Output each record below exactly, and include all of them.

[Opening RECORDS FOR THE EXERCISE section]

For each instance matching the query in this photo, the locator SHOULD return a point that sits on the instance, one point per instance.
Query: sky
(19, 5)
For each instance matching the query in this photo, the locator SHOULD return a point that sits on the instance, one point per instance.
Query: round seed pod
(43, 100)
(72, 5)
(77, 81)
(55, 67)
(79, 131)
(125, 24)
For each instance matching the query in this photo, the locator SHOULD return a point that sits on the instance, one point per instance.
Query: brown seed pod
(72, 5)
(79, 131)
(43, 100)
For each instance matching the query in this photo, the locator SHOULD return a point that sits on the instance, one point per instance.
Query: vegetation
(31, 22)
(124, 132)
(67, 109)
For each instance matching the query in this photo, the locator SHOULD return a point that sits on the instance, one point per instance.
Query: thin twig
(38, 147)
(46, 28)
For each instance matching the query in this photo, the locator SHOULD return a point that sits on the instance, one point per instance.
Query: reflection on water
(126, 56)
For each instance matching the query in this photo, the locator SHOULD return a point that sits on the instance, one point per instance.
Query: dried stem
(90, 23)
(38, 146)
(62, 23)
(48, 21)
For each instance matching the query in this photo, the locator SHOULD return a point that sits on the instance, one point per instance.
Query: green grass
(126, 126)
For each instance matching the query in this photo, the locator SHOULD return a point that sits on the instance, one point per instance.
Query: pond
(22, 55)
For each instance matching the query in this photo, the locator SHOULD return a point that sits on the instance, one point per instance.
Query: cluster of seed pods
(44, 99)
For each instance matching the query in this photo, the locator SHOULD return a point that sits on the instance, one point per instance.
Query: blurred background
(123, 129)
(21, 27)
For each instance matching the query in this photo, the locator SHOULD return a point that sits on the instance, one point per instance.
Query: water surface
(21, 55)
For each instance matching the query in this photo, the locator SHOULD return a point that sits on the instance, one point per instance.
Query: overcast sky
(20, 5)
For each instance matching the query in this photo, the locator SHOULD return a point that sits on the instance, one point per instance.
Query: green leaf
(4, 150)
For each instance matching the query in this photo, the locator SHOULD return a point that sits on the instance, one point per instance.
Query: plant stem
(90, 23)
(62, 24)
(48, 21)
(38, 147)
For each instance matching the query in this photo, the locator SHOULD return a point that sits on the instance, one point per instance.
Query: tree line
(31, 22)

[Closing RECORDS FOR THE EXERCISE section]

● **EXPECTED ANSWER**:
For each instance matching the query in this photo, the locator SHOULD return a point that sits on the instance, one point per instance.
Query: sky
(19, 5)
For each instance matching the query in this photo, the locator SHOULD return a point that sits on the instance, one point per instance.
Query: round seed pod
(43, 100)
(72, 5)
(77, 81)
(55, 67)
(79, 131)
(125, 24)
For each instance matching the query in this photo, the locator SHOULD return a point that sits on the instance, one point per instance.
Query: brown seed pod
(72, 5)
(79, 131)
(43, 100)
For each instance matching the query in this photo, the locator SHOULD return a point that sits on the instance, one point per instance.
Query: vegetation
(31, 22)
(124, 132)
(67, 109)
For each instance matching the query in this photo, the locator SHOULD return a point that sits on the instance, one point per instance.
Query: thin twig
(38, 147)
(46, 28)
For each instance matching the query in this photo, the locator SHOULD return a point that sits on the instance, one point per instance.
Query: reflection on water
(126, 56)
For each instance matching the query in this photo, the locator SHOULD return a point that sits on the instance, one point per instance.
Query: dried stem
(90, 23)
(38, 146)
(62, 23)
(48, 21)
For each instance matching the query in this photo, the locator SHOULD return a point that sits on the instance, one point per instance.
Query: green grass
(126, 126)
For each instance matching the query in this photo, the locator SHOULD return a point that sits on the instance, one point per instance.
Query: pond
(22, 55)
For each instance matching the query in this photo, the locator SHOULD return a point that sits on the instance, one point per instance.
Query: cluster of seed pods
(44, 99)
For each instance matching the query in this photo, the locator SHOULD return a point that sits on the instance, one point per instance.
Query: blurred background
(123, 129)
(21, 27)
For each instance matching the query in this photo, the locator SHOULD return a point that sits on the instance, one point per instance.
Query: water surface
(21, 55)
For each instance matching the query in this photo, the locator SHOULD return a point that sits on the instance, one point per instance.
Query: overcast sky
(20, 5)
For each instance matching the query in this photo, the locator SHOULD return a point that sits on the instance, one point per instance.
Query: green leaf
(4, 150)
For each instance matching the query in this photo, the locator SHOULD return a point that sits on the instance, one point per instance.
Query: plant stem
(90, 23)
(62, 24)
(48, 21)
(38, 147)
For each instance matching the query in this photo, the locator SHOULD return a point that sits on the instance, one point per instance.
Query: tree line
(31, 22)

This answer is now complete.